_AIM OF THE TASK:_ Please print every record below exactly as it appears.

_RAW DATA:_
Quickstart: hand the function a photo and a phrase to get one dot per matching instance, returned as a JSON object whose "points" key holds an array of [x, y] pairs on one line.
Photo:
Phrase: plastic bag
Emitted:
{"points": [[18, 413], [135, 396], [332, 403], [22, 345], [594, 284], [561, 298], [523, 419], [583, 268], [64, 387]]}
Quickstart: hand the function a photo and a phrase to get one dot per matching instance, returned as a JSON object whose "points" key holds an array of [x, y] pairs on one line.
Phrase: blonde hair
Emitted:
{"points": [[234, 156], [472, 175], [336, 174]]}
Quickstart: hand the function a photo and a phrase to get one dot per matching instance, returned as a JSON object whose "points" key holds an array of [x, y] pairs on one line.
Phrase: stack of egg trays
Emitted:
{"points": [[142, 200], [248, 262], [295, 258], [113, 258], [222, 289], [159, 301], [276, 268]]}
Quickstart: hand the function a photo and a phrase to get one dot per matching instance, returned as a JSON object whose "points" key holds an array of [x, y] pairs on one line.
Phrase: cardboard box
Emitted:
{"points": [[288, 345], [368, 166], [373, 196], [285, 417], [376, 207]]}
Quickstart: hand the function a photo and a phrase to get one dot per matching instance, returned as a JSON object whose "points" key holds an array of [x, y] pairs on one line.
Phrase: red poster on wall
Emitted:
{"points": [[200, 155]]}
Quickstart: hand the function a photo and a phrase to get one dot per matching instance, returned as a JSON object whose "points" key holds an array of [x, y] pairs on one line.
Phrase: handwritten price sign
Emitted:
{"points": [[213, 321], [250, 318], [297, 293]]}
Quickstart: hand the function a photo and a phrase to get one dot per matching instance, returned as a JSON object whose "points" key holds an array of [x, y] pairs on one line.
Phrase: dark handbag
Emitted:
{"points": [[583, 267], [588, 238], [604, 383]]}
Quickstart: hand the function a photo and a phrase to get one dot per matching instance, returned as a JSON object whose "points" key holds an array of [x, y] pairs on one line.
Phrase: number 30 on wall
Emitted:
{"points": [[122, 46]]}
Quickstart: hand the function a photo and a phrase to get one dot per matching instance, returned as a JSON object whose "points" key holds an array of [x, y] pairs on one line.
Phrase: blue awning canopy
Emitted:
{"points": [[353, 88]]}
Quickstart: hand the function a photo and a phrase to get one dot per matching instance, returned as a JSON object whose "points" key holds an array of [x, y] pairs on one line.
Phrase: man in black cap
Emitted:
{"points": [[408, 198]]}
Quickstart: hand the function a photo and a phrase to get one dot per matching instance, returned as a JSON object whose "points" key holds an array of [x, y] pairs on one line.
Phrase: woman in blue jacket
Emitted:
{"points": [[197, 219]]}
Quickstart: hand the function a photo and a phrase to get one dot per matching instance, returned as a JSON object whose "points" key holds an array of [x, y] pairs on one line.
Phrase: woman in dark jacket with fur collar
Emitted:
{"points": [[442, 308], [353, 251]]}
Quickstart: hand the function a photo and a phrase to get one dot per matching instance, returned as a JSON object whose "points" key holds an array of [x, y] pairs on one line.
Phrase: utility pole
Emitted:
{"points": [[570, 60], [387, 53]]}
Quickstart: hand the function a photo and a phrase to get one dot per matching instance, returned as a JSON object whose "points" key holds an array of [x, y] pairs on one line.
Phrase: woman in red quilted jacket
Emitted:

_REPLY:_
Quickstart: hand the function a photo and a phrase to get one dot per matching instance, returned as a JSON object whose "points" key holds an array of [x, y] pairs on one line.
Photo:
Phrase: plastic bag
Emitted:
{"points": [[18, 413], [135, 396], [332, 403], [22, 345], [594, 284], [561, 298], [523, 419], [583, 268], [64, 387]]}
Quickstart: hand the function a photo and a phrase to get one dot per matching instance, returned as a JSON object whose "points" key holds an array of [x, y] pairs on one line.
Phrase: blonde hair
Emitted:
{"points": [[234, 156], [472, 175], [336, 174]]}
Quickstart: hand the function a photo and a phrase to get one dot per matching instance, returned as a JSON object whose "points" key holds an array of [x, y] pairs on one line.
Phrase: stack of egg trays
Emitted:
{"points": [[142, 200], [248, 262], [295, 258], [113, 258], [222, 289], [159, 301], [276, 268]]}
Quickstart: hand the function a photo and a phrase to get one dot per matching instance, returned as a JSON object whose "points" key holds an array of [x, y] pairs on one line.
Phrase: cardboard box
Emitted:
{"points": [[288, 345], [368, 166], [373, 196], [285, 417], [376, 207]]}
Quickstart: hand the function a photo and a phrase to get one dot per matching instance, returned as a JSON object whose "points" key holds an array of [x, y] pairs on one line.
Phrase: red poster on wall
Emitted:
{"points": [[200, 155]]}
Quickstart: hand the function a photo and a phrase to get one dot per matching instance, returned as a JSON object whose "points" key holds an array of [x, y] pairs on one line.
Phrase: handwritten price sign
Emitted:
{"points": [[213, 321], [250, 318], [297, 293]]}
Quickstart: hand the function a photo and a phrase to get one dot per matching instance, returned as a JSON object whose "points" key holds an array of [x, y] pairs on one line.
Phrase: dark handbag
Emitted:
{"points": [[583, 267], [588, 238], [604, 383]]}
Quickstart: hand the function a photo and a phrase to get one dot per matching instance, returned as a JSON object whose "points" key holds an array of [x, y] pairs on one line.
Phrase: number 30 on wall
Emitted:
{"points": [[122, 46]]}
Quickstart: hand the function a photo and a phrase to get one dot per matching instance, returned as a JSON object whose "points" key holds an array of [x, y] pairs on one line.
Phrase: blue awning canopy
Emitted:
{"points": [[353, 88]]}
Quickstart: hand the function a photo and a phrase to get one dot per matching instance, returned as a JSON object whose "points" key holds an array of [x, y] pairs on one line.
Phrase: man in black cap
Emitted:
{"points": [[408, 198]]}
Quickstart: hand the function a photo and a phrase to get one dot per matching instance, returned as a JSON object whose "points" key holds an array of [x, y] pairs on one line.
Phrase: woman in blue jacket
Emitted:
{"points": [[197, 219]]}
Quickstart: hand the function a photo and a phrase to get one dot per matching instance, returned as a JSON object whose "points" key holds an array of [x, y] pairs on one line.
Phrase: woman in dark jacket with fur collar
Emitted:
{"points": [[442, 308], [353, 251]]}
Quickstart: hand the function a photo and a phrase to get one dot per matching instance, returned as a JSON object whose "points" key holds an array of [x, y] pairs on one line.
Phrase: utility pole
Emitted:
{"points": [[570, 60], [387, 53]]}
Quickstart: hand the function a photo and a phrase to get one dot per matching instance, returned as a JSON object whose "points" key holds an array of [x, y] pairs on one line.
Phrase: woman in red quilted jacket
Emitted:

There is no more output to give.